Source extract
::::

Lovek (Luwu 祿兀) is between Phnom Penh and the southern end of the Tonle Sap. Therefore, in this time period, “Zhenla” either indicated Lovek, or that was the furthest inland that Zhao Rukuo obtained information about.

Further, it definitely took more than a month to reach the inland areas of Cambodia from China. In a month, one could reach the coast where the Mekong enters the sea.

From Zhou Daguan’s late-thirteenth-century Record of the Customs of Zhenla we see that the journey from the coast to Angkor took around another month and required switching to a smaller boat and eventually traveling overland.

This demonstrates that it was indeed difficult to reach Angkor, and that explains why there are so few records in official Song dynasty sources of contact with Zhenla.

And yet, surely the most populous polity in Southeast Asia must have engaged in trade with the outside world, and surely the Chinese court must have participated in that trade.

So where did that trade take place?

It took place with Sanfoqi.

Where was Sanfoqi? From various sources, we can see that the Mekong River was a difficult river to navigate as one needed to be aware of the constantly changing sandbars and other hazards.

Therefore, besides the distance from the coast to Angkor, or even to Lovek, the Mekong River was also an obstacle to trade, and we therefore do not initially find Chinese records of trade on that river. In the late Ming dynasty period, there is evidence of Chinese visiting a port on the southern branch of the Mekong River, however not before that time (as far as I can tell).

What I have now discovered is that in the period of the Song and early Ming dynasties (960 – ca. 1400), the place that was referred to in Chinese sources as Sanfoqi was reached from the southern coast of the Indochinese Peninsula by traveling inland from where Hà Tiên is located today.

::::

Data lines

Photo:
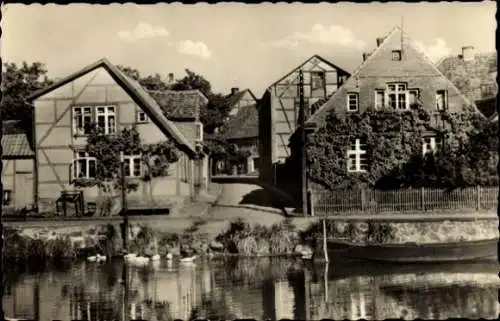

::::

Task to complete
Copy out, word for word, the full passage above about Zhenla, Angkor, and Sanfoqi.

Finished exercise
Lovek (Luwu 祿兀) is between Phnom Penh and the southern end of the Tonle Sap. Therefore, in this time period, “Zhenla” either indicated Lovek, or that was the furthest inland that Zhao Rukuo obtained information about.

Further, it definitely took more than a month to reach the inland areas of Cambodia from China. In a month, one could reach the coast where the Mekong enters the sea.

From Zhou Daguan’s late-thirteenth-century Record of the Customs of Zhenla we see that the journey from the coast to Angkor took around another month and required switching to a smaller boat and eventually traveling overland.

This demonstrates that it was indeed difficult to reach Angkor, and that explains why there are so few records in official Song dynasty sources of contact with Zhenla.

And yet, surely the most populous polity in Southeast Asia must have engaged in trade with the outside world, and surely the Chinese court must have participated in that trade.

So where did that trade take place?

It took place with Sanfoqi.

Where was Sanfoqi? From various sources, we can see that the Mekong River was a difficult river to navigate as one needed to be aware of the constantly changing sandbars and other hazards.

Therefore, besides the distance from the coast to Angkor, or even to Lovek, the Mekong River was also an obstacle to trade, and we therefore do not initially find Chinese records of trade on that river. In the late Ming dynasty period, there is evidence of Chinese visiting a port on the southern branch of the Mekong River, however not before that time (as far as I can tell).

What I have now discovered is that in the period of the Song and early Ming dynasties (960 – ca. 1400), the place that was referred to in Chinese sources as Sanfoqi was reached from the southern coast of the Indochinese Peninsula by traveling inland from where Hà Tiên is located today.